> _ÜBUNGSTEXT_:
+-------+
DIE WAHRHEIT: Dr. Brown sein Magic Tune
Wo will nur dieser riesige Saxofonkoffer mit mir hin? Hilfe! Er steuert nach Salzgitter, einer Stadt, die aussieht wie ein umgestürzter Architektenmülleimer.
W o will nur dieser riesige Saxofonkoffer mit mir hin? Hilfe! Er steuert nach Salzgitter, einer Stadt, die aussieht wie ein umgestürzter Architektenmülleimer. Ach was, Stadt, ein Zwangszusammenschluss von depressionalen Fußgängerzonen und netten Dörfern, die nicht schnell genug entkommen konnten. Aber mir bleibt keine Zeit für ein gepflegtes Städte-Bashing, denn ich reise zum Jazz-Rock-Workshop. Für Eingeweihte seit 27 Jahren der Hammer, für mich ganz neu. Mein Sax findet es mit mir allein zu langweilig. Immer die öden Tonleitern.
Es ist dann sehr überrascht, den Workshop mit Tonleitern beginnen zu müssen. Der Dozent jagt uns durch die Skalen, damit wir schnell einsehen, dass wir nix können. Ich kriege schon nach dem Einspielen keine Luft mehr. „Versuch einfach nicht, gut zu spielen, das wird ein Eigentor“, rät der freundliche Könner. Aha. „Etwas mehr Scheißegalhaltung würde dir guttun.“ Die würde mein Leben sonst auch bereichern, aber scheißegal ist nicht meine Stärke.
+-------+
> _VORGEGEBENE ANGABEN_:
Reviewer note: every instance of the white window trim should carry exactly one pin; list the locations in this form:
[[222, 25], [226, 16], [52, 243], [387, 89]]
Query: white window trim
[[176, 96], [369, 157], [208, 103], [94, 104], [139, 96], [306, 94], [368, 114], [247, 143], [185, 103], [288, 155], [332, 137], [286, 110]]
+-------+
> _ARBEITSAUFTRAG_:
Schreiben Sie die Glosse über den Jazz-Rock-Workshop oben vollständig und wortgetreu ab.

> _LÖSUNG_:
DIE WAHRHEIT: Dr. Brown sein Magic Tune
Wo will nur dieser riesige Saxofonkoffer mit mir hin? Hilfe! Er steuert nach Salzgitter, einer Stadt, die aussieht wie ein umgestürzter Architektenmülleimer.
W o will nur dieser riesige Saxofonkoffer mit mir hin? Hilfe! Er steuert nach Salzgitter, einer Stadt, die aussieht wie ein umgestürzter Architektenmülleimer. Ach was, Stadt, ein Zwangszusammenschluss von depressionalen Fußgängerzonen und netten Dörfern, die nicht schnell genug entkommen konnten. Aber mir bleibt keine Zeit für ein gepflegtes Städte-Bashing, denn ich reise zum Jazz-Rock-Workshop. Für Eingeweihte seit 27 Jahren der Hammer, für mich ganz neu. Mein Sax findet es mit mir allein zu langweilig. Immer die öden Tonleitern.
Es ist dann sehr überrascht, den Workshop mit Tonleitern beginnen zu müssen. Der Dozent jagt uns durch die Skalen, damit wir schnell einsehen, dass wir nix können. Ich kriege schon nach dem Einspielen keine Luft mehr. „Versuch einfach nicht, gut zu spielen, das wird ein Eigentor“, rät der freundliche Könner. Aha. „Etwas mehr Scheißegalhaltung würde dir guttun.“ Die würde mein Leben sonst auch bereichern, aber scheißegal ist nicht meine Stärke.